(Task to carry out) Output the records, every one, exactly as given.

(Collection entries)
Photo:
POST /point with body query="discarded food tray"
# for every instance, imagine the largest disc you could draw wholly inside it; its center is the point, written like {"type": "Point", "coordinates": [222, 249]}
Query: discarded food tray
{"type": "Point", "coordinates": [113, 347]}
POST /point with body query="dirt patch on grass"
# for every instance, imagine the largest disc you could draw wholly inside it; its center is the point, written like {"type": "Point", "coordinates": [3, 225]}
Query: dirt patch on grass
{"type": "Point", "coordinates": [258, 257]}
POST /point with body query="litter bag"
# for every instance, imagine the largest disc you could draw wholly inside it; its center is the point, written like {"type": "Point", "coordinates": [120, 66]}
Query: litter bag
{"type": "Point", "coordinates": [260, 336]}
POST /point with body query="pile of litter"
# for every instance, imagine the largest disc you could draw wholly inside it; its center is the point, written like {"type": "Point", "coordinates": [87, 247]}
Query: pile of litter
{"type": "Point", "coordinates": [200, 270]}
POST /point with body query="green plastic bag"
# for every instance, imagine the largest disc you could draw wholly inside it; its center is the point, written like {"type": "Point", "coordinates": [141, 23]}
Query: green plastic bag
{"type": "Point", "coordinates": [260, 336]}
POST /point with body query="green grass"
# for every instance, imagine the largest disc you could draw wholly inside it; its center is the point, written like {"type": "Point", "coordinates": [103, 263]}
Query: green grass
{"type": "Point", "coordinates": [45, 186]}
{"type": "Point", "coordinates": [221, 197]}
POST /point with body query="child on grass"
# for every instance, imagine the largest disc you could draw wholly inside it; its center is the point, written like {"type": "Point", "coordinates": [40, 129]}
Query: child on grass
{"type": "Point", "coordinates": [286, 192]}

(Solution to this exercise)
Photo:
POST /point with body query="discarded food tray"
# for every instance, imagine the largest disc you could draw wholly inside it; its center is the point, written like {"type": "Point", "coordinates": [222, 249]}
Query: discarded food tray
{"type": "Point", "coordinates": [113, 347]}
POST /point with body query="dirt patch on grass"
# for every instance, imagine the largest disc you could draw wholly inside it; its center is the point, written like {"type": "Point", "coordinates": [3, 225]}
Query: dirt patch on grass
{"type": "Point", "coordinates": [258, 257]}
POST /point with body query="litter bag"
# for every instance, imagine the largest disc you could draw wholly inside it; its center is the point, written like {"type": "Point", "coordinates": [120, 66]}
Query: litter bag
{"type": "Point", "coordinates": [260, 336]}
POST /point with body query="pile of litter"
# for every instance, imagine the largest disc you could draw wholly inside it; its center is the point, written like {"type": "Point", "coordinates": [87, 247]}
Query: pile of litter
{"type": "Point", "coordinates": [200, 270]}
POST /point with body query="green plastic bag"
# for every instance, imagine the largest disc you could draw wholly inside it; its center is the point, written like {"type": "Point", "coordinates": [141, 23]}
Query: green plastic bag
{"type": "Point", "coordinates": [260, 336]}
POST /point with body query="green grass"
# for every instance, imagine the largest disc you could draw wholly inside it; its center is the point, written like {"type": "Point", "coordinates": [103, 263]}
Query: green grass
{"type": "Point", "coordinates": [45, 186]}
{"type": "Point", "coordinates": [221, 197]}
POST /point with body query="child on grass"
# for every instance, imagine the largest disc you could draw wholly inside it; its center is the point, written like {"type": "Point", "coordinates": [40, 129]}
Query: child on grass
{"type": "Point", "coordinates": [286, 192]}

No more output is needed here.